WHAT YOU WILL DO: Repeat each of the lines below exactly as they appear, with nothing added or changed.

RECORDED INFORMATION:

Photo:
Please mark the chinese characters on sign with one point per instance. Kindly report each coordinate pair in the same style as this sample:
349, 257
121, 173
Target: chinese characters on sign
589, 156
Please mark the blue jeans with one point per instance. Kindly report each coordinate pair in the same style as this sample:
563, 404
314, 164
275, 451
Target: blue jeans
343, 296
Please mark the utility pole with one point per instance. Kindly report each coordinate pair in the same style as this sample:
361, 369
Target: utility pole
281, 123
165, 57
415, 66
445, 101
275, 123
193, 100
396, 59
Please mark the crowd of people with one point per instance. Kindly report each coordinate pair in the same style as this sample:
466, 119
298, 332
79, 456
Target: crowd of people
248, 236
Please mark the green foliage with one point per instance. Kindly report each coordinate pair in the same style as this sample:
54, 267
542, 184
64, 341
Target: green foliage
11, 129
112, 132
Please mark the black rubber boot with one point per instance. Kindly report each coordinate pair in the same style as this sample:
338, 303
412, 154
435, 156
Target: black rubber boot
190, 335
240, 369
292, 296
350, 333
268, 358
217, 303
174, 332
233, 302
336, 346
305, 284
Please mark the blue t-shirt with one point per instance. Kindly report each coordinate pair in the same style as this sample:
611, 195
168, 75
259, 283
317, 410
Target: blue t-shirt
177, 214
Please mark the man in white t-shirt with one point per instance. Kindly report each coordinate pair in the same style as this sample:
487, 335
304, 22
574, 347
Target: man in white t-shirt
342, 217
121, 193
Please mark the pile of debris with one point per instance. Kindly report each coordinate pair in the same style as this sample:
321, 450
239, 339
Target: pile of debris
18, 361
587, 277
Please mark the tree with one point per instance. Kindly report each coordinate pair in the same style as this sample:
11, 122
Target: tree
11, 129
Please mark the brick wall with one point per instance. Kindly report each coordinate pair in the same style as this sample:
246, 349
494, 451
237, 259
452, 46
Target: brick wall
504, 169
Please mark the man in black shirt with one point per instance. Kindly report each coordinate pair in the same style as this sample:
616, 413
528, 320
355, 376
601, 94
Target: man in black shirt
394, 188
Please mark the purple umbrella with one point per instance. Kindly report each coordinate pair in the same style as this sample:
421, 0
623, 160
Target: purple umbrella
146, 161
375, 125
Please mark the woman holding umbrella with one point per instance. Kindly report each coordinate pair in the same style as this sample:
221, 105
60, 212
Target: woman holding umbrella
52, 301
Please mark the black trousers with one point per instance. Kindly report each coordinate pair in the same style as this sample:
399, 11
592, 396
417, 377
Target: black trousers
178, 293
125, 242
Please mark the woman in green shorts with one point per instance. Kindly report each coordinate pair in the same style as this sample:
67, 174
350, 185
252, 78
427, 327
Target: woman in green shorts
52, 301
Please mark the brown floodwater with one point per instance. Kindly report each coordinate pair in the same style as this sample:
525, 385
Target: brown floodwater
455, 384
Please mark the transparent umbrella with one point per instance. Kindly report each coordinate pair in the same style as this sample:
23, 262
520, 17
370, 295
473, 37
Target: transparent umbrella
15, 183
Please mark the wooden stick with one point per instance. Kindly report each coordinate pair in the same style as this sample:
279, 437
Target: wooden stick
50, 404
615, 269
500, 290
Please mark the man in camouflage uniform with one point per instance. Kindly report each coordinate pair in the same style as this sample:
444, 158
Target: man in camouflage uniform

RESPONSE TO THIS EXERCISE:
Photo:
Please mark the chinese characters on sign with one point per instance. Kindly report each coordinate pair in the same style as this sample:
349, 257
121, 173
Target: chinese characters on sign
589, 156
Please mark the blue jeans with one point per instance. Kindly report each coordinate pair in the same style as this sample:
563, 404
314, 164
275, 451
Target: blue jeans
343, 296
Please mark the utility pole with one point per instance. Kindly report each coordinate pair in the same style as this sample:
361, 369
Target: utility pole
281, 123
165, 57
415, 66
445, 101
275, 123
193, 100
396, 59
Please mark the crowd of people with one point per instance. Kindly report each coordinate pair in the same style as this sample:
466, 119
298, 332
79, 456
Target: crowd of people
248, 236
Please mark the green foliage with one point per instance. Kindly report each coordinate pair in the same style as this sample:
54, 267
542, 184
64, 341
Target: green foliage
11, 129
112, 132
Please mark the black rubber boot with one point per instance. Kindly report each coordinate pair in the same style as this sample:
338, 303
412, 154
435, 156
Target: black rubber boot
190, 335
240, 369
292, 296
350, 333
268, 358
217, 303
174, 332
233, 302
336, 346
305, 284
Please mark the blue t-shirt with one point per instance. Kindly report each coordinate pair in the same style as this sample:
611, 195
168, 75
259, 283
317, 410
Target: blue t-shirt
177, 214
Please mark the man in white t-shirt with one point per instance. Kindly report each coordinate pair in the same style as this sample:
487, 335
304, 22
574, 347
Target: man in white t-shirt
342, 217
121, 193
Please mark the pile of debris with one point per instance. Kindly report each coordinate pair in the same style as this sample:
321, 450
239, 339
Target: pile of debris
18, 361
587, 277
Please mark the tree with one point per instance. Kindly report each coordinate pair in the same style as this sample:
11, 122
Target: tree
11, 129
Please mark the brick wall with one point per instance. Kindly report each coordinate pair in the same style as this sample:
246, 349
494, 451
237, 259
452, 46
Target: brick wall
504, 169
Please mark the man in black shirt with one point per instance. Kindly report each coordinate pair in the same style as this sample:
616, 413
528, 320
355, 376
601, 94
Target: man in black shirt
394, 188
Please mark the purple umbrella with one point per instance. Kindly report each coordinate pair in the same style as this sample:
421, 0
623, 160
Target: purple umbrella
146, 161
375, 125
Please mark the woman holding umbrella with one point per instance. Kindly report each coordinate pair in the same style as this sample:
221, 105
60, 212
Target: woman holding umbrella
52, 301
Please mark the black trousers with one point per instance. Kindly report each coordinate pair in the same style as this sample:
399, 11
592, 396
417, 377
Target: black trousers
178, 293
125, 242
Please mark the woman in green shorts with one point per instance. Kindly report each coordinate pair in the same style as this sample:
67, 174
350, 185
252, 78
427, 327
Target: woman in green shorts
52, 301
Please mark the brown floodwater with one point per instance. Kindly report each coordinate pair in the same style as this sample:
525, 385
Target: brown floodwater
455, 384
Please mark the transparent umbrella with one point per instance. Kindly report each coordinate pair in the same style as this sample:
23, 262
520, 17
370, 295
473, 37
Target: transparent umbrella
15, 183
Please mark the wooden stick with one point per instance. Kindly report each coordinate pair in the same style as this sample:
279, 437
Target: wooden stick
50, 404
615, 269
500, 290
Please mark the man in camouflage uniform with one point per instance. Kindly report each coordinate pair in the same style as this sample:
444, 158
Target: man in camouflage uniform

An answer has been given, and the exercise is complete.